TASK DETAILS:
Rewrite everything in the passage on Garro's novels from "As in Testimonios" down to "fear of them.", changing "Consuelo" to "the protagonist".

-- START OF PAGE TEXT --

In Testimonios sobre Mariana Garro traces the evolution of her protagonist's soul. The fact that the heroic break with the absurd cycle of suffering occurs after death implies that the suicide is to be taken symbolically as a confrontation with death and that one should not permit the void of death to paralyze and psychologically immobilize. Only through an accommodation with death and the absurd can one make the most of life. Thus, the suicide represents, to some extent at least, an affirmation of the human spirit.
La casa junto al río raises some of the same issues that arose in Testimonios sobre Mariana, but it makes a somewhat stronger affirmation. La casa junto al río is the story of Consuelo Veronda's search for information about her family—her aunt and uncle in particular. At an early age, Consuelo's parents fled with her from Spain to Mexico because of a danger that they perceived. All of her relatives died or lost contact with Consuelo, so she returns to the village to search for them. In spite of the cool reception she receives, she is determined to find out what happened to her aunt and uncle, why two villagers claim to be her relatives when they are not, why a third villager, Gil, insists that her aunt and uncle never existed, and why virtually everyone treats her so harshly. Consuelo eventually discovers that her aunt and uncle were killed and that the villagers who claim to be her relatives are dividing up the estate to which she is entitled. But she is killed shortly thereafter. In death she is reunited in the family house by the river in a paradisiacal state with her aunt and uncle.
As in Testimonios sobre Mariana, death in this novel is not an empty, paralyzing void. For Consuelo, death actually brings her to paradise where she is able to find unity and peace. In this way, Garro underscores the importance of confronting death and the mystery of life and emphasizes how doing so can overcome the anguishing, paralyzing emptiness and solitude that accompanies an ignorance and fear of them.

-- END OF PAGE TEXT --
-- START OF SUPPLIED MATERIAL --

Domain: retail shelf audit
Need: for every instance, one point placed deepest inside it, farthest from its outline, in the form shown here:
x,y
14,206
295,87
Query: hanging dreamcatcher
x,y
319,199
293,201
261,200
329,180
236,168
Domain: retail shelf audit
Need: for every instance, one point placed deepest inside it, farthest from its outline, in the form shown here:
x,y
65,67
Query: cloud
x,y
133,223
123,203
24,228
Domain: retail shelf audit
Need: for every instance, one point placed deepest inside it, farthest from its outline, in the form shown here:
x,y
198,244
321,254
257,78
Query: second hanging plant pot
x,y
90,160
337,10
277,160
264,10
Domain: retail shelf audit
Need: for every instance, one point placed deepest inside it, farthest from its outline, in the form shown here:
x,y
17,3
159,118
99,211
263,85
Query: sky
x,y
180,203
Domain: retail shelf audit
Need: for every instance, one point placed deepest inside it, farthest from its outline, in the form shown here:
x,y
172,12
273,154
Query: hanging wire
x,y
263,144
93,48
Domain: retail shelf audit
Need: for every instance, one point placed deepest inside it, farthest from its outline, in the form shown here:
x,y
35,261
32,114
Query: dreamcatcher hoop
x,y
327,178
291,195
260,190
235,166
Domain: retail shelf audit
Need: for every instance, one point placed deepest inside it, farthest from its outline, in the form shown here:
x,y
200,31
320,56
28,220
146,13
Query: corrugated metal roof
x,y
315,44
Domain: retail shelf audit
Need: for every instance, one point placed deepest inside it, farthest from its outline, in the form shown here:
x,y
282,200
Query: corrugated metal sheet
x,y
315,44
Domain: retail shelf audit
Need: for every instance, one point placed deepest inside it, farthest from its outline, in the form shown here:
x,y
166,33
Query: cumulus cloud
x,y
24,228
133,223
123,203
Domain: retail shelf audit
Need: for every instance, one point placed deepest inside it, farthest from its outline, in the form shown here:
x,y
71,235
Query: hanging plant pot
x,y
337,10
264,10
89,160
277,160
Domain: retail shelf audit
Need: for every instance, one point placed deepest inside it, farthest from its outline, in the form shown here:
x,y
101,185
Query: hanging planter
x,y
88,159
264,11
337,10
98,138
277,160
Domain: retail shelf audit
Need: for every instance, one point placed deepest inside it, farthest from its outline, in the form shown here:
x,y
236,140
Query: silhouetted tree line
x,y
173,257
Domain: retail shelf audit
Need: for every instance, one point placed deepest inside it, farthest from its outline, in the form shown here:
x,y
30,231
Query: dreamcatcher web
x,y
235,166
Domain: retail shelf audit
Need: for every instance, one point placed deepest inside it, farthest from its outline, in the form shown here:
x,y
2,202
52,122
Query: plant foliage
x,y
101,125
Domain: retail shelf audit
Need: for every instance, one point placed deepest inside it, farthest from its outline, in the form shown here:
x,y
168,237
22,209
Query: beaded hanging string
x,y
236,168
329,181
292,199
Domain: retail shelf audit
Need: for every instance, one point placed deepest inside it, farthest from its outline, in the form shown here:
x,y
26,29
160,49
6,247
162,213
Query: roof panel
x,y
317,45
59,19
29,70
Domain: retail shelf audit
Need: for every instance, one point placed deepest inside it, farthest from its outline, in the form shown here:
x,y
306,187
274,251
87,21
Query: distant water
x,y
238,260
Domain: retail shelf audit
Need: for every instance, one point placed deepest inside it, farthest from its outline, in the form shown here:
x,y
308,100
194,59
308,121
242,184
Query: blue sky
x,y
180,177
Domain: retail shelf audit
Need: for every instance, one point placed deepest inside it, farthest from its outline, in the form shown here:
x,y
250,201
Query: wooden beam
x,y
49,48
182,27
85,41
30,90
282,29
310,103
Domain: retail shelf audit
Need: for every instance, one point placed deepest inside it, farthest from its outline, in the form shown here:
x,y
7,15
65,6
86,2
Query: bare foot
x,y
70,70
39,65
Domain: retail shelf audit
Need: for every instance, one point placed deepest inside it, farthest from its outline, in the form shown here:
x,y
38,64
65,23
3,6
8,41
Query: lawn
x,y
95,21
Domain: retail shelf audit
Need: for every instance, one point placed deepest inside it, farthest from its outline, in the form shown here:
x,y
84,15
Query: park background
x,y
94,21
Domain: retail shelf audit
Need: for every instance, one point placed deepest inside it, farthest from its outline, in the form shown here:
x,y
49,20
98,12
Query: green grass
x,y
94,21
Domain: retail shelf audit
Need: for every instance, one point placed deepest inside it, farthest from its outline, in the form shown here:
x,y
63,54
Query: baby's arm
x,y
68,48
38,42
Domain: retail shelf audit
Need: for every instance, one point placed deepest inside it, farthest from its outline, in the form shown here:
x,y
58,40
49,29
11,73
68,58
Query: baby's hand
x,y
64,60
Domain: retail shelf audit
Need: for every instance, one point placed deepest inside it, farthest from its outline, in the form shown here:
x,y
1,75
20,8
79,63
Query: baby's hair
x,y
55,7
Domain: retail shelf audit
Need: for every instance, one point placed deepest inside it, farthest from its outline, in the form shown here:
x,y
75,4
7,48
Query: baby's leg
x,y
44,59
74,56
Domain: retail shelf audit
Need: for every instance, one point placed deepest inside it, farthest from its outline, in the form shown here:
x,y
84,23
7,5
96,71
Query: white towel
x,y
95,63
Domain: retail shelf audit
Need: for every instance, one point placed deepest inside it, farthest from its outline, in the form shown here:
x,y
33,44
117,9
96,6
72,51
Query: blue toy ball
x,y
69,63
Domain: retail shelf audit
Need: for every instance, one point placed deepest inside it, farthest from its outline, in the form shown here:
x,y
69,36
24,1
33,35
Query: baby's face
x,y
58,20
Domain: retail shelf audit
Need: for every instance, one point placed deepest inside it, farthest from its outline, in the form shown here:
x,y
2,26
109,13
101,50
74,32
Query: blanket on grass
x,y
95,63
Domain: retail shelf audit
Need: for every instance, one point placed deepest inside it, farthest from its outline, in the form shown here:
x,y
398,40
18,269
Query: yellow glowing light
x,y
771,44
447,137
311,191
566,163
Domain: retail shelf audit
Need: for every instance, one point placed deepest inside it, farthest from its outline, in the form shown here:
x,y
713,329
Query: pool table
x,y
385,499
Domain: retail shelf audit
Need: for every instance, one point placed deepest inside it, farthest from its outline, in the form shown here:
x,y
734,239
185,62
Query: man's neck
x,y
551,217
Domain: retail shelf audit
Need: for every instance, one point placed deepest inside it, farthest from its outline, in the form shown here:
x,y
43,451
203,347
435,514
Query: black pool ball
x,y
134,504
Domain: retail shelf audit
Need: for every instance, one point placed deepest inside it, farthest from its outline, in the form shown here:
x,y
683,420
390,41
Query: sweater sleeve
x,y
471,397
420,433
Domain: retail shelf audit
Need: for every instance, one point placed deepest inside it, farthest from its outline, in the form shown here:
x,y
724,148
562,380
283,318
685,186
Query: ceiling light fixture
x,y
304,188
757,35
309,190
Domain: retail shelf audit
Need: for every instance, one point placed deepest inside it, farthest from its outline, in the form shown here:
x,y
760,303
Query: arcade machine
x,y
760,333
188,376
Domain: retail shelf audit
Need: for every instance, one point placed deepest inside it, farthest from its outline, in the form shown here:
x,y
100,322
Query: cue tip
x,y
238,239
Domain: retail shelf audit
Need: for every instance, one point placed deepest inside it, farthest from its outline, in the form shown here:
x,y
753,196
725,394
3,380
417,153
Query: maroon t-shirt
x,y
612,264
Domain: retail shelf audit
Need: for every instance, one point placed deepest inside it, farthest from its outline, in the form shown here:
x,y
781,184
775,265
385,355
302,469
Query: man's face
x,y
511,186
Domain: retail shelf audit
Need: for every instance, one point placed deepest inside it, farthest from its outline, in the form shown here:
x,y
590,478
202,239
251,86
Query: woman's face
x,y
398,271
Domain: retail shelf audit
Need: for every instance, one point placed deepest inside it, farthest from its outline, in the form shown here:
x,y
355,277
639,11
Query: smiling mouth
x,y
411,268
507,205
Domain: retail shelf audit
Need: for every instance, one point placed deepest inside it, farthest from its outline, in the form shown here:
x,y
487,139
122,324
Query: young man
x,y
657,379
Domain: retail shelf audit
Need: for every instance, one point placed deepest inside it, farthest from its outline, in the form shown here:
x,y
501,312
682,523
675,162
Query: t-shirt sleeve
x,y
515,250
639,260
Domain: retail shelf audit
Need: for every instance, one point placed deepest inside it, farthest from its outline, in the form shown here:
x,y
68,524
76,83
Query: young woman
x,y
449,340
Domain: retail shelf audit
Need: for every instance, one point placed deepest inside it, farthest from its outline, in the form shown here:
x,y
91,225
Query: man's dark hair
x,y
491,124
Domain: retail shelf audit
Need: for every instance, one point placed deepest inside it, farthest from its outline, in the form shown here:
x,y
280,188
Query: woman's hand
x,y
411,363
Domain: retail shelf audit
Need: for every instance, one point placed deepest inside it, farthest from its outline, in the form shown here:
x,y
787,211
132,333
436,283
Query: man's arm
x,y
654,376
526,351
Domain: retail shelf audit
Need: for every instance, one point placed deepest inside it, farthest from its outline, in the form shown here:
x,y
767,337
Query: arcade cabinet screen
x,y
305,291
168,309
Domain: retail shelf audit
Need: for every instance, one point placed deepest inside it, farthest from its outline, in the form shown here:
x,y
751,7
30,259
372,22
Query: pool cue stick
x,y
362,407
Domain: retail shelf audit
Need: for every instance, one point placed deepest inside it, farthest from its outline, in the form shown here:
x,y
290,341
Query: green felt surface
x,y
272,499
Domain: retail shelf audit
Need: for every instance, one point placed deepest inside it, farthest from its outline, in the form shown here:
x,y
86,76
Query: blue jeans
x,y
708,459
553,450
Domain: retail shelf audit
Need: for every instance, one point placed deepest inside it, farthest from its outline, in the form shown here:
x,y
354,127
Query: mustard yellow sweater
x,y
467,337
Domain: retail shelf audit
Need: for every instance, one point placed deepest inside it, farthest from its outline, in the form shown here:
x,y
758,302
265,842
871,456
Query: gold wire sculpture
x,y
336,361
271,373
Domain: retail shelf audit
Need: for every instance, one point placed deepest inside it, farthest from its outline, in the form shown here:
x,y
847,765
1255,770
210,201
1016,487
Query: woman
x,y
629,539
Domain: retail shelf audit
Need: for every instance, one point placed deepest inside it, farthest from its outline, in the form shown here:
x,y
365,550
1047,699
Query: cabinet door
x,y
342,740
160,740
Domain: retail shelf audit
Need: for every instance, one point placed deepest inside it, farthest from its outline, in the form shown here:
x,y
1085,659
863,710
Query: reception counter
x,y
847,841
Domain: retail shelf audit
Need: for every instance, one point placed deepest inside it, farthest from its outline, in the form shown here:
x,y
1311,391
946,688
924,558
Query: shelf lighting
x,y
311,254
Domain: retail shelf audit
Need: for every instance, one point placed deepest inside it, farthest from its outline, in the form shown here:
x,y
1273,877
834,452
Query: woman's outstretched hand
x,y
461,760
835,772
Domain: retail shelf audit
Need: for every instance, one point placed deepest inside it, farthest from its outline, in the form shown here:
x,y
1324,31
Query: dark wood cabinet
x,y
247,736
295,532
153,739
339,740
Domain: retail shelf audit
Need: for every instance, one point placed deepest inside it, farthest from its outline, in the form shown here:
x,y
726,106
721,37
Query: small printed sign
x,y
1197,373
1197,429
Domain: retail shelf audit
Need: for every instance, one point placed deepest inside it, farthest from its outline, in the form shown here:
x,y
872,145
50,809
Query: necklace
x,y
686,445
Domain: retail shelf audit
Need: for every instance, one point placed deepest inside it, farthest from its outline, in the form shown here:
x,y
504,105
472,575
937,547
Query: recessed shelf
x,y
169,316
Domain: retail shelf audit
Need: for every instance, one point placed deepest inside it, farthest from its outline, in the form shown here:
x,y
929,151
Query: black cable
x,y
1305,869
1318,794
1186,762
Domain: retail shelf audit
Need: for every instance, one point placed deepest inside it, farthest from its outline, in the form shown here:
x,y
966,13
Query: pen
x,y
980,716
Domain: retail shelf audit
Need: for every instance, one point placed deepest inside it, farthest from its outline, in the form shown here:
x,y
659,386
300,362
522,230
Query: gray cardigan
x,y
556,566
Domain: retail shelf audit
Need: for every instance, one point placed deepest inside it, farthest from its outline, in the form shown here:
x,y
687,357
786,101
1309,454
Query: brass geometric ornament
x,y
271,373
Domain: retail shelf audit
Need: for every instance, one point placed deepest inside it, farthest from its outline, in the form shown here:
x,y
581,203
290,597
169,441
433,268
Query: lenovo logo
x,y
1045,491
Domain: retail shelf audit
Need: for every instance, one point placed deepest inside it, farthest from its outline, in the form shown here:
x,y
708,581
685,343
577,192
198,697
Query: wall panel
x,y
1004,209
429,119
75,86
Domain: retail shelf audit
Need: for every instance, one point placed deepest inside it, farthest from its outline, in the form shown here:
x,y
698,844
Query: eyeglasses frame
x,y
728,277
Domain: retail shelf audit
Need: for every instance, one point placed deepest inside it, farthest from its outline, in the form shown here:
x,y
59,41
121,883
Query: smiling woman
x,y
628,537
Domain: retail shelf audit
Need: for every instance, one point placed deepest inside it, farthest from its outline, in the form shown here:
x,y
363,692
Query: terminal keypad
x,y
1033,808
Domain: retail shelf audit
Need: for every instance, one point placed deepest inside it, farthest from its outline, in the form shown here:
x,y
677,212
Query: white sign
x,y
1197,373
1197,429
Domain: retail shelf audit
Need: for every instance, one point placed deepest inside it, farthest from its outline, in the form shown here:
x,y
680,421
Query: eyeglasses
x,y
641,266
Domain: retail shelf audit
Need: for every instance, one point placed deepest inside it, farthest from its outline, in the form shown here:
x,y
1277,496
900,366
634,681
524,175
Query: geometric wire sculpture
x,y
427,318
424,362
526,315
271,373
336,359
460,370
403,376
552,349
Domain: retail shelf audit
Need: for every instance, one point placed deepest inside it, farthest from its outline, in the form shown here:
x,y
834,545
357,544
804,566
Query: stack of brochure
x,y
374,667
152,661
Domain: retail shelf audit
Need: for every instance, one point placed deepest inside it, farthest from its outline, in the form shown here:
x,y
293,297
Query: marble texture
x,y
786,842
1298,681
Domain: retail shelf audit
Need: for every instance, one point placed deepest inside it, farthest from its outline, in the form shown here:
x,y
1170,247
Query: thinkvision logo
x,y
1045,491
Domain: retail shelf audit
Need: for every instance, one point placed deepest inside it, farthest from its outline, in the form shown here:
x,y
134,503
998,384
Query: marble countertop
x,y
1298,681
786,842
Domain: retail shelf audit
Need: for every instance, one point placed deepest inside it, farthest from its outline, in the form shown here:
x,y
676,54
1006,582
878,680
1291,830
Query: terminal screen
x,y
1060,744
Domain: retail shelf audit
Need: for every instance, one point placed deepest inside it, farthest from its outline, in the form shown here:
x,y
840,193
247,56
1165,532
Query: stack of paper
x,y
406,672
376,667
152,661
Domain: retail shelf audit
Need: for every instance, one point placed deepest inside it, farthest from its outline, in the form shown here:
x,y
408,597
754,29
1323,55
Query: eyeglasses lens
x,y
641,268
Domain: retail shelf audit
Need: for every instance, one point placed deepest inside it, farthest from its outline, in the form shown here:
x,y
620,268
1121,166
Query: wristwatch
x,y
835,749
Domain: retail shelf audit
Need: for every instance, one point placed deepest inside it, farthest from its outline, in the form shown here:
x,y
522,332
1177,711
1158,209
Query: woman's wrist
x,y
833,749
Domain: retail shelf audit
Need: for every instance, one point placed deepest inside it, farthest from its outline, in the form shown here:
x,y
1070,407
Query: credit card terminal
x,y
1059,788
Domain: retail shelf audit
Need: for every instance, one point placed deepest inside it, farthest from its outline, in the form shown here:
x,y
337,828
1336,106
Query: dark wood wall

-- END OF SUPPLIED MATERIAL --

SOLUTION BELOW:
As in Testimonios sobre Mariana, death in this novel is not an empty, paralyzing void. For the protagonist, death actually brings her to paradise where she is able to find unity and peace. In this way, Garro underscores the importance of confronting death and the mystery of life and emphasizes how doing so can overcome the anguishing, paralyzing emptiness and solitude that accompanies an ignorance and fear of them.